*** Opening of Dataset entries ***

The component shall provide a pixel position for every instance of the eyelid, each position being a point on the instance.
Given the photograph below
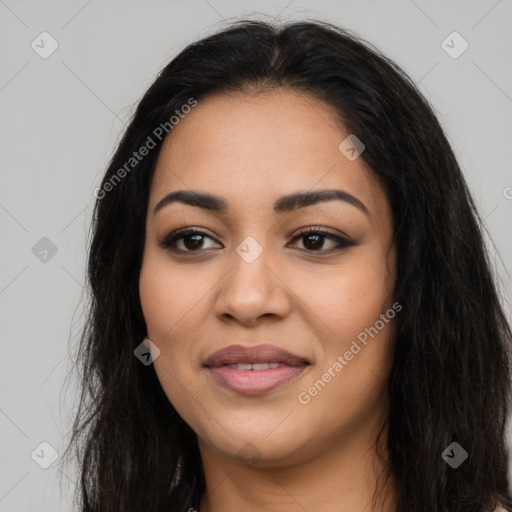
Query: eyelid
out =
(342, 241)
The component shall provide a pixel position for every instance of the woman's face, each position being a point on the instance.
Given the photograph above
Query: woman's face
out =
(251, 278)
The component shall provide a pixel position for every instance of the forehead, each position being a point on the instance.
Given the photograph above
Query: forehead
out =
(254, 148)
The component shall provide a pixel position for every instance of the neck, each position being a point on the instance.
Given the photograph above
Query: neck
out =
(346, 476)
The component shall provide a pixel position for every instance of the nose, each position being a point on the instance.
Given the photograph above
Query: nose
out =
(253, 290)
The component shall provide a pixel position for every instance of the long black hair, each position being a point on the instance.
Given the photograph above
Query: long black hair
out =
(450, 379)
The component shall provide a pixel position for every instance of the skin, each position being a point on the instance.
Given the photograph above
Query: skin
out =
(252, 149)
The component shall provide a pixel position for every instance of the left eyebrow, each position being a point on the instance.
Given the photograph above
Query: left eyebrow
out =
(283, 204)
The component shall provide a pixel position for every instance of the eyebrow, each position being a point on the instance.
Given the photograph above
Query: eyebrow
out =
(283, 204)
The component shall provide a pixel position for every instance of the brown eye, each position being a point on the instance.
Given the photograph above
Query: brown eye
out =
(193, 240)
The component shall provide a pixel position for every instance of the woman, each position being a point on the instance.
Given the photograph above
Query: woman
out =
(292, 305)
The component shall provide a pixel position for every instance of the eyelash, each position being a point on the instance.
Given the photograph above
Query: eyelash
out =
(169, 241)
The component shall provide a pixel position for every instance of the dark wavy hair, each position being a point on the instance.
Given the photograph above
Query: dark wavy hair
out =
(450, 379)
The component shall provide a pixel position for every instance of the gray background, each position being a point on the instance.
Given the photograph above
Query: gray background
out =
(62, 116)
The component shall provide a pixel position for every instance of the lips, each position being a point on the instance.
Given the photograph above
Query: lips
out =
(254, 370)
(238, 354)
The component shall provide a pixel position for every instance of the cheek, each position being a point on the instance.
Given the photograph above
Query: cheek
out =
(348, 297)
(171, 299)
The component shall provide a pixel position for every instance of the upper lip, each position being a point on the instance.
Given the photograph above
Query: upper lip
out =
(235, 354)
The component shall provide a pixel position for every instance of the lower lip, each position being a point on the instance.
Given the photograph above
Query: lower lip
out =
(254, 382)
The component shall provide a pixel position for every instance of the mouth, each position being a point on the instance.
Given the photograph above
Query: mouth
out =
(254, 370)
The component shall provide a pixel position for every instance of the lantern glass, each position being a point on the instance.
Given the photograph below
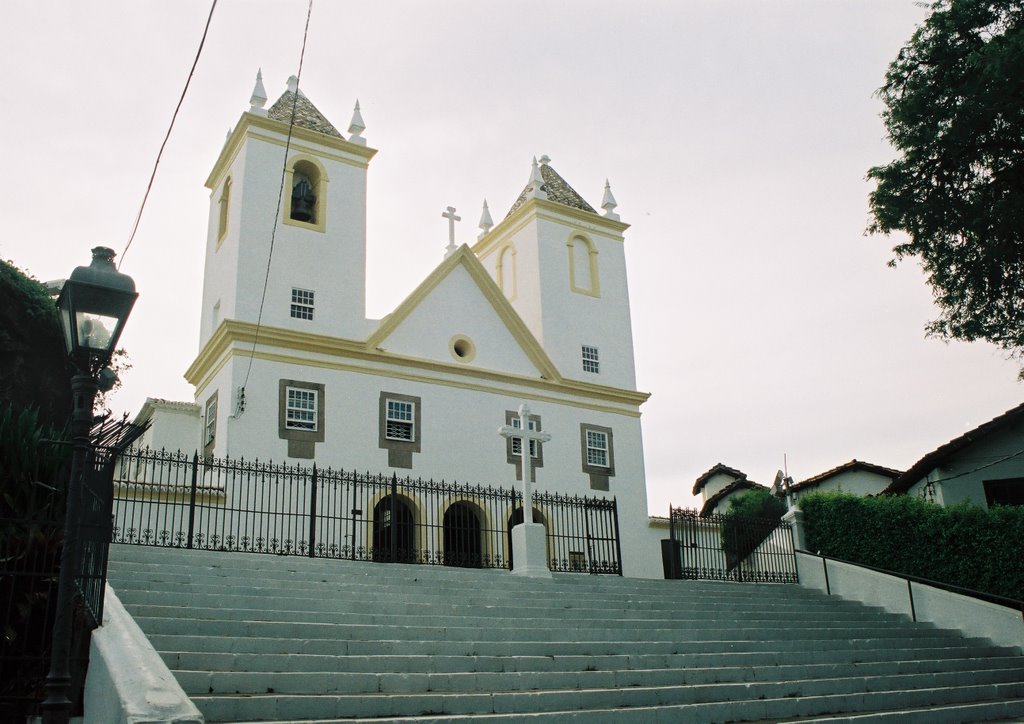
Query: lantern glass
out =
(94, 304)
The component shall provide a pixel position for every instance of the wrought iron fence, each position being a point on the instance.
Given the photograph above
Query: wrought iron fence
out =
(176, 500)
(729, 548)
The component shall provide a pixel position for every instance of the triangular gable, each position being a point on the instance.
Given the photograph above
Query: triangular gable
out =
(459, 298)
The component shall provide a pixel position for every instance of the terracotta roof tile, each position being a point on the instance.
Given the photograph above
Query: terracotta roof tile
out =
(938, 456)
(719, 468)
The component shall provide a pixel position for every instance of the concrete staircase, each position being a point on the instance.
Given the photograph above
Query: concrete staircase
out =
(262, 638)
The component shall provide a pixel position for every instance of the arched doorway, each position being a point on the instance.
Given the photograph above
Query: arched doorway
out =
(394, 531)
(462, 536)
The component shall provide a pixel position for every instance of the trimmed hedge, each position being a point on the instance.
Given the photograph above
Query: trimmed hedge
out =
(963, 545)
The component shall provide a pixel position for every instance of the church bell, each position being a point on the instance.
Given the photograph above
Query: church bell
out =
(303, 201)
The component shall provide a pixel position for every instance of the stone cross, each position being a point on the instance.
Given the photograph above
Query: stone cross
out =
(526, 435)
(450, 215)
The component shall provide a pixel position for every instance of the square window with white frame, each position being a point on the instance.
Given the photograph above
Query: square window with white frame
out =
(517, 441)
(597, 449)
(399, 423)
(302, 304)
(301, 409)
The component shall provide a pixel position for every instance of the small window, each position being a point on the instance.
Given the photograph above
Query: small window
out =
(517, 441)
(302, 304)
(597, 455)
(400, 418)
(1006, 492)
(224, 203)
(398, 427)
(301, 409)
(597, 449)
(211, 420)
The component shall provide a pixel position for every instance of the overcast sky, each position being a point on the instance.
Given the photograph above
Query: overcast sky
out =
(736, 136)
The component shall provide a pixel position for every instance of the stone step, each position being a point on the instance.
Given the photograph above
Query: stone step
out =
(297, 568)
(954, 658)
(331, 599)
(476, 616)
(699, 703)
(327, 646)
(535, 631)
(909, 674)
(273, 638)
(675, 594)
(526, 609)
(1000, 710)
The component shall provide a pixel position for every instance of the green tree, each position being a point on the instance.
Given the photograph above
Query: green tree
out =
(34, 368)
(954, 111)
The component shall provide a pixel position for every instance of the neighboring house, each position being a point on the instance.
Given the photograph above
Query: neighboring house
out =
(855, 477)
(984, 466)
(719, 485)
(290, 369)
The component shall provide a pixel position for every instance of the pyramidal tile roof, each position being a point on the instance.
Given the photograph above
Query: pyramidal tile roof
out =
(306, 115)
(557, 189)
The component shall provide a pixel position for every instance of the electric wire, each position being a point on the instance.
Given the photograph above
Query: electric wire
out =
(240, 407)
(148, 186)
(980, 467)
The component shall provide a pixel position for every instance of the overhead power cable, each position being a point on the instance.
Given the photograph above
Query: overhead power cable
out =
(148, 186)
(240, 407)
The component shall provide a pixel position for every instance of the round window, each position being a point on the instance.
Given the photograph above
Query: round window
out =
(462, 348)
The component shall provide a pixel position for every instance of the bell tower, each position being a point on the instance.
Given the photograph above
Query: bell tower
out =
(562, 266)
(288, 211)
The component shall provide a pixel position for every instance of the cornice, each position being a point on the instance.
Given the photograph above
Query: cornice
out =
(351, 153)
(235, 338)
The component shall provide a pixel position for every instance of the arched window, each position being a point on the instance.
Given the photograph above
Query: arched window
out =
(583, 266)
(224, 203)
(305, 204)
(505, 271)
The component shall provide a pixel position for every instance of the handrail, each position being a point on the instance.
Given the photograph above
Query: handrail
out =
(981, 595)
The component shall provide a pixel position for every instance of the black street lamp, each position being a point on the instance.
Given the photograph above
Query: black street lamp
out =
(94, 304)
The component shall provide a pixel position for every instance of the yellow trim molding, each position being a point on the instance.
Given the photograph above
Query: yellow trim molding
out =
(235, 339)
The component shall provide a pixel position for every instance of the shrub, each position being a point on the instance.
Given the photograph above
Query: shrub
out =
(963, 545)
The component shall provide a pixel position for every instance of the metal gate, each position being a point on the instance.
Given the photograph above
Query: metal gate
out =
(728, 548)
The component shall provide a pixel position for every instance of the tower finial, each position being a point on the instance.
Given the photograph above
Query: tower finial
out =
(608, 203)
(258, 98)
(356, 126)
(449, 213)
(537, 182)
(485, 221)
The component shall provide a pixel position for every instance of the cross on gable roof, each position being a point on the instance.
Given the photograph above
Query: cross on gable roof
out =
(557, 189)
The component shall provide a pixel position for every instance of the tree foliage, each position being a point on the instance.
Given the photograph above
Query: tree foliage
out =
(34, 368)
(954, 111)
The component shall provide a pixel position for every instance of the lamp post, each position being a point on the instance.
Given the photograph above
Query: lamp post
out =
(93, 306)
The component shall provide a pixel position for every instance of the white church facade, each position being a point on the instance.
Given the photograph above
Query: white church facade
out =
(537, 311)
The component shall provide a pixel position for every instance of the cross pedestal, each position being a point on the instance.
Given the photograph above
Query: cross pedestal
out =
(529, 544)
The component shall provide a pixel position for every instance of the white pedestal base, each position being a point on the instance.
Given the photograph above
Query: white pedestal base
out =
(529, 551)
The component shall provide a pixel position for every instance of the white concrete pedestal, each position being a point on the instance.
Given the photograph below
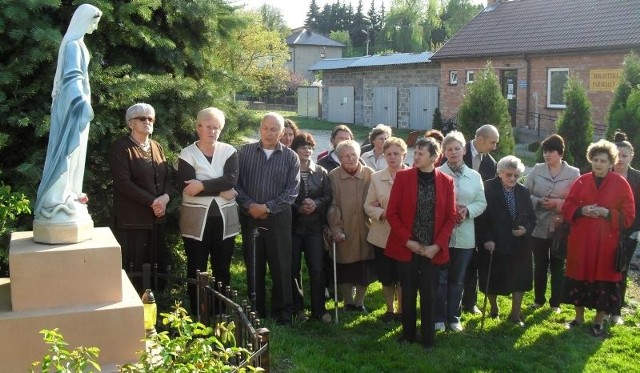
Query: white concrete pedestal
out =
(80, 289)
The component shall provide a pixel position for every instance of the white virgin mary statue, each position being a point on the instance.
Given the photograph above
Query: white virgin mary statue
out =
(60, 198)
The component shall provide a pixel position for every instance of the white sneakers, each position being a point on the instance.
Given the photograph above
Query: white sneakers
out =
(455, 327)
(616, 320)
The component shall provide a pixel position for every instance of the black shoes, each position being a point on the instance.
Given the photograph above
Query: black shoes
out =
(573, 324)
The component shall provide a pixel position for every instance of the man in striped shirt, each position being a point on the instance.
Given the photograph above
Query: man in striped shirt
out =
(267, 186)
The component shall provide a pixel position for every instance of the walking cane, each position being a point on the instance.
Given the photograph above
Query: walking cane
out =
(335, 282)
(486, 290)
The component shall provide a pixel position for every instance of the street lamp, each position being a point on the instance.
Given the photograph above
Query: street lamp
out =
(368, 39)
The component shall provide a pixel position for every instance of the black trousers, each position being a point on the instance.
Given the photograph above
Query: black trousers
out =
(211, 249)
(272, 247)
(140, 246)
(543, 263)
(419, 275)
(470, 294)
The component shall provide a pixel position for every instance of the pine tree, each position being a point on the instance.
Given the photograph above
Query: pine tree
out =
(313, 15)
(624, 113)
(575, 124)
(483, 103)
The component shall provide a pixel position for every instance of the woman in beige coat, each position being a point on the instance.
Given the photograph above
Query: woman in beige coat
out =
(395, 152)
(349, 225)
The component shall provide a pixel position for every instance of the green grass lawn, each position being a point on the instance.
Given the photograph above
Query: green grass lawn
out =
(363, 343)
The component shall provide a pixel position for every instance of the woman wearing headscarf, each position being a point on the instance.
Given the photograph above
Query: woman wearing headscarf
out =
(207, 174)
(141, 191)
(632, 234)
(60, 196)
(349, 225)
(421, 213)
(505, 227)
(548, 183)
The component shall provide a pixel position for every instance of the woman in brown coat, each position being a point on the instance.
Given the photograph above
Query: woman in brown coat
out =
(349, 225)
(140, 191)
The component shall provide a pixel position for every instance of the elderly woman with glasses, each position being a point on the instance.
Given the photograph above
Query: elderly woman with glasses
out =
(548, 183)
(505, 258)
(141, 191)
(470, 203)
(308, 220)
(349, 225)
(600, 205)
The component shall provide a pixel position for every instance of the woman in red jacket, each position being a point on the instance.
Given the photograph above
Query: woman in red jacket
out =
(598, 205)
(422, 214)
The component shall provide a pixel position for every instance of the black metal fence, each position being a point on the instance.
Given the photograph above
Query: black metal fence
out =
(215, 307)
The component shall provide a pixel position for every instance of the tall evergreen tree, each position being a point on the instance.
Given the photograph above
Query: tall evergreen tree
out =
(358, 28)
(624, 113)
(313, 16)
(483, 103)
(575, 123)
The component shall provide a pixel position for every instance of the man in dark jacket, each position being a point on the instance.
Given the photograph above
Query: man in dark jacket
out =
(477, 157)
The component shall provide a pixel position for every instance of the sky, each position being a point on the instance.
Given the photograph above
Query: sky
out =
(295, 11)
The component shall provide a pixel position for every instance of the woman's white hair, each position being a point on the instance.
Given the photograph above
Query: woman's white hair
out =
(353, 144)
(510, 162)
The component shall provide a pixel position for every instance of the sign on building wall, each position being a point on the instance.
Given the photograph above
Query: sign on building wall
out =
(604, 80)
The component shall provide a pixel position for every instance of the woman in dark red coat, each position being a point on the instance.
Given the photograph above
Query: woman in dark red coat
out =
(422, 214)
(598, 205)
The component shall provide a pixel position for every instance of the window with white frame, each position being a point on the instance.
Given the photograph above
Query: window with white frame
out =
(453, 77)
(556, 80)
(471, 76)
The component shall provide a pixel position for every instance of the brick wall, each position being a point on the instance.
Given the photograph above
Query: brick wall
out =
(535, 85)
(364, 80)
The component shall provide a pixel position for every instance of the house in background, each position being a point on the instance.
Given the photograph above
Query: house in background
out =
(400, 90)
(533, 46)
(307, 47)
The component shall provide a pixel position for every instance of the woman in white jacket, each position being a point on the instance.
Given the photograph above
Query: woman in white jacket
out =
(470, 203)
(207, 173)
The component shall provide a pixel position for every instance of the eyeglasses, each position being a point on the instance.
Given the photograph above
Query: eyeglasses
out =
(142, 119)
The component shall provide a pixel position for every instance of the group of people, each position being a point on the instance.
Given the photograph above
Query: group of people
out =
(453, 222)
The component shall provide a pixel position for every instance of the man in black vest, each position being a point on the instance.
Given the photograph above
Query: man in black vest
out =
(477, 157)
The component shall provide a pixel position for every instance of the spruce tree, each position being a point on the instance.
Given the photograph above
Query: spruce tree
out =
(624, 113)
(483, 103)
(575, 124)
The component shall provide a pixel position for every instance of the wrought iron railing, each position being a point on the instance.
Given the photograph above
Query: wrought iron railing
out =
(217, 306)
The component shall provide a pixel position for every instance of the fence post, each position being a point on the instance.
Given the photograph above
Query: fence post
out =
(204, 306)
(146, 276)
(264, 335)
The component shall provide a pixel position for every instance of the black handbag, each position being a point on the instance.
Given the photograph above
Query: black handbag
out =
(621, 251)
(559, 240)
(622, 265)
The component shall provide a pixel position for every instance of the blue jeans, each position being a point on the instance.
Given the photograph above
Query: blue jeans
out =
(313, 248)
(451, 285)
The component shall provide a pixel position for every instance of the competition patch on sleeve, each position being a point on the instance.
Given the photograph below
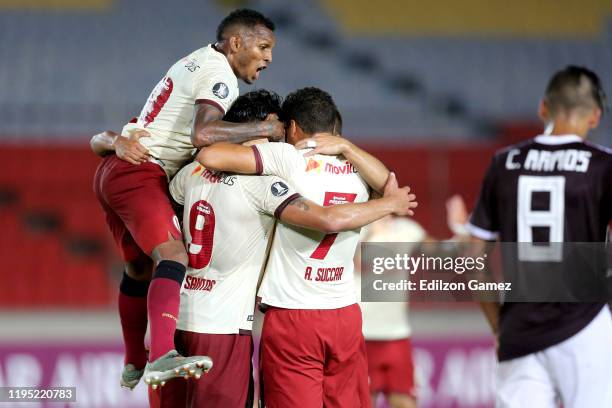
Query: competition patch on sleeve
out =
(279, 189)
(220, 90)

*** Close of Dataset entries ***

• _Task description_
Lines of the material above that contain the string "church" must be counted; respond with the total alone.

• _Output for this task_
4